+++ Data entries +++
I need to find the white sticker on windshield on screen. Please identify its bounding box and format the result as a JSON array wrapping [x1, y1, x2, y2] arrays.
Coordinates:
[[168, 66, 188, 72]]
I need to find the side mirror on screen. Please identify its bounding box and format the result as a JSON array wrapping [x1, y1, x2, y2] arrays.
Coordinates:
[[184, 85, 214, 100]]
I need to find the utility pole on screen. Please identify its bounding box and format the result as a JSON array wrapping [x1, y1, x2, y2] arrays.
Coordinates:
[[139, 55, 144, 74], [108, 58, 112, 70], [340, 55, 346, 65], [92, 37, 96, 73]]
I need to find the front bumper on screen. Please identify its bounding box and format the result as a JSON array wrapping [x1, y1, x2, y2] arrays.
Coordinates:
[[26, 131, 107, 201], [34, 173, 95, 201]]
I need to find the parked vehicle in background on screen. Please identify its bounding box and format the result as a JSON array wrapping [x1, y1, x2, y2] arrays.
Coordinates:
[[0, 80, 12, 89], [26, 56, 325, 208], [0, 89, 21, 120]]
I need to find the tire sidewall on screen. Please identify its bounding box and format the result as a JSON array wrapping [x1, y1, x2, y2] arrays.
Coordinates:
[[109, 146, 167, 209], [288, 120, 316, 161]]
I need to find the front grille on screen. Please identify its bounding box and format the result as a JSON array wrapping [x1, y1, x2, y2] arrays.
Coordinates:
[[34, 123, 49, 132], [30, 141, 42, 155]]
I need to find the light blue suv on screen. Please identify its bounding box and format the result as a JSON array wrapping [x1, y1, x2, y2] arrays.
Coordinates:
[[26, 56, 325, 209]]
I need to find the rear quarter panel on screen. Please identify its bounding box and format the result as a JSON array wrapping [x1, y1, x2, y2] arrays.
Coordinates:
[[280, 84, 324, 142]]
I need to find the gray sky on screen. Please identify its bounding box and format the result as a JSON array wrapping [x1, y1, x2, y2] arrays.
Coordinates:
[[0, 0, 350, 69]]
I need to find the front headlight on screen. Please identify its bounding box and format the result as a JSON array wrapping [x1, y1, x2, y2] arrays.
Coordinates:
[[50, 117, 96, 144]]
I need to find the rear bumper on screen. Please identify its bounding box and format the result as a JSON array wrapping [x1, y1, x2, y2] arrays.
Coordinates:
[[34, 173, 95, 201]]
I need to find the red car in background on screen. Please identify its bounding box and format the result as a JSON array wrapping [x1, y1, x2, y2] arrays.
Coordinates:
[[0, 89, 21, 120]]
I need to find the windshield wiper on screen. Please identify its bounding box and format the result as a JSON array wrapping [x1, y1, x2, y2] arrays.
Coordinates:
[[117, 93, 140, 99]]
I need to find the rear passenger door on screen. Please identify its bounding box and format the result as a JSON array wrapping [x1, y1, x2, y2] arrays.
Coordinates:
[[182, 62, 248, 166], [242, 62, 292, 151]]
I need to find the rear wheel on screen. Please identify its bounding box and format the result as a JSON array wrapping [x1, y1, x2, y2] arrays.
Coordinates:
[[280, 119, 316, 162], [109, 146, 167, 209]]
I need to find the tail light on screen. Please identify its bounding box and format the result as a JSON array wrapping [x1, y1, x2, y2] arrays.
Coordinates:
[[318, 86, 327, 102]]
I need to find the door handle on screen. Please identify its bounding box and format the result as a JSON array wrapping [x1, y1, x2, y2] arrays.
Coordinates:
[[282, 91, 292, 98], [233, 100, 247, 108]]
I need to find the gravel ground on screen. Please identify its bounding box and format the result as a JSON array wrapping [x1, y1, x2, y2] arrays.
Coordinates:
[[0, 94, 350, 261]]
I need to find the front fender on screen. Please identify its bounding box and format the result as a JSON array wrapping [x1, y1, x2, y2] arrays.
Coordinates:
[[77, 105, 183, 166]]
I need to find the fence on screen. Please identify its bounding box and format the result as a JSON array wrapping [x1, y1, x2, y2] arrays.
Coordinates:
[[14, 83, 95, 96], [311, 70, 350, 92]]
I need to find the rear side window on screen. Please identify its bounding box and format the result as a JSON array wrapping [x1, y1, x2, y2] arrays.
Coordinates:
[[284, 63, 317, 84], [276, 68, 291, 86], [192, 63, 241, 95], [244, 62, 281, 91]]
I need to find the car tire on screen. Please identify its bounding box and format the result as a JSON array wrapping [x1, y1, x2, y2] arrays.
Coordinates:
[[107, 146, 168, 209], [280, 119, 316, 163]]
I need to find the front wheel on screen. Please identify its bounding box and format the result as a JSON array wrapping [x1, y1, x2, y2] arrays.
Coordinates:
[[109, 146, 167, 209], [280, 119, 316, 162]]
+++
To do :: Reproduce every line of the material above verbatim, with no changes.

Exercise response ::
I need to find the white sticker on windshield on screen. Please identify its bounding box and format the result as a JSON array wrapping [x1, y1, x2, y2] arrays.
Coordinates:
[[168, 66, 188, 72]]
I need to find the side mirror on screen. Please identify its bounding box and format the result as a JSON array wrapping [x1, y1, x2, y2] arrays.
Coordinates:
[[184, 85, 214, 100]]
I need to find the utility pole on screen. Please identify its bounding box and format the result as a JSON array wrapping [x1, y1, x2, y2] arrays.
Coordinates:
[[139, 55, 144, 74], [108, 58, 112, 70], [340, 55, 346, 65], [92, 37, 96, 73]]
I need to find the front bumper on screen. Please identify its bounding box and format the result as a JSON array wrapping [x1, y1, x2, y2] arrays.
Coordinates:
[[26, 131, 107, 201], [34, 173, 95, 201]]
I need to find the parked vehicle in background on screen. Please identify its bounding box and format the result as a JSON array wrapping [x1, y1, x2, y2] arrays.
Coordinates:
[[0, 80, 12, 89], [26, 56, 325, 208], [0, 89, 21, 120]]
I need to find the tire sidewall on screen. Please identify its bounding box and format the result as a JSON array wrapping [x1, y1, x2, y2] arrays.
Coordinates:
[[109, 146, 167, 209], [288, 120, 316, 161]]
I need to find the front grille on screen. Please identify its bounding box and format the result as a JSON array wrapping [x1, y1, x2, y2] arrays.
Coordinates:
[[34, 123, 49, 132], [30, 141, 42, 155]]
I need to find the light blue suv on screen. Please identify its bounding box and format the result as a JSON array wrapping [x1, y1, x2, y2] arrays.
Coordinates:
[[26, 56, 325, 209]]
I need to find the rear quarter panel on screen. Please identify its bounding box and format the result as a JSON array wrapping [x1, y1, x2, y2] arrays.
Coordinates:
[[280, 84, 324, 142]]
I need to find the gray sky on screen. Please identify its bounding box and format the result as a JSON array wrapping [x1, y1, x2, y2] arrays.
Coordinates:
[[0, 0, 350, 69]]
I need to find the front headlight on screen. Please identify its bounding box and format the result as a JSON array wrapping [x1, y1, x2, y2] arrays.
Coordinates:
[[50, 117, 96, 144]]
I need to find the rear bumper on screen. Please identify its bounding box and format the result as a JSON array wrapping [x1, y1, x2, y2] arrays.
Coordinates:
[[34, 173, 95, 201]]
I need to find the red car in background on screen. Please identify its bounding box and format the result as a JSON array wrapping [x1, y1, x2, y2] arrays.
Coordinates:
[[0, 89, 21, 120]]
I need to find the windshield wiper on screen. Please identify its bounding box and format the result as a JSON array wrapping [x1, y1, x2, y2] arrays.
Coordinates:
[[117, 93, 140, 99]]
I need to find the rear passenger door on screen. Please identify its bounding box and format the result as a JSON array wrapping [x1, y1, x2, y2] arrays.
Coordinates:
[[182, 62, 248, 166], [242, 62, 292, 151]]
I need to find the rear wheel on screen. Please identify its bounding box and format the result as a JSON array wrapping [x1, y1, x2, y2] arrays.
Coordinates:
[[280, 119, 316, 162], [109, 146, 167, 209]]
I need to find the tail light on screen. Please identify its bounding box and format the result as a JSON array wrapping [x1, y1, x2, y2] arrays.
Coordinates:
[[318, 86, 327, 102]]
I need to find the door handle on screen. Please identify its bounding box and format the result as a JSON array wrapping [x1, y1, x2, y2] arrays.
Coordinates:
[[282, 91, 292, 98], [233, 100, 247, 108]]
I need to find the gravel ground on screen. Please identify its bounding box and format the result as a JSON array wrapping [x1, y1, x2, y2] arrays.
Coordinates:
[[0, 94, 350, 261]]
I need to find the front fender on screen. Please identify its bounding box and format the result as a JSON array wrapping [x1, y1, x2, y2] arrays.
Coordinates:
[[77, 105, 183, 166]]
I need to find the fence on screen. Please identify its bounding box and format the result as a JSON array wrapping [x1, y1, x2, y2] arrays.
Coordinates:
[[14, 83, 95, 96], [311, 70, 350, 92]]
I need to find the rear side window on screen. Please identify its bounding box and format the result as a JSON array wrapping [x1, y1, x2, y2] arrays.
Coordinates:
[[284, 63, 317, 84], [276, 68, 291, 86], [192, 63, 241, 95], [244, 62, 281, 91]]
I need to find the car tire on screen. Please identify its bounding box and format the result as a JSON array wrapping [x1, y1, x2, y2] arrays.
Coordinates:
[[107, 146, 168, 209], [280, 119, 316, 163]]
I need to find the front wheel on screen. Please identify its bounding box and format the result as a JSON array wrapping [x1, y1, x2, y2] arrays.
Coordinates:
[[109, 146, 167, 209], [280, 119, 316, 162]]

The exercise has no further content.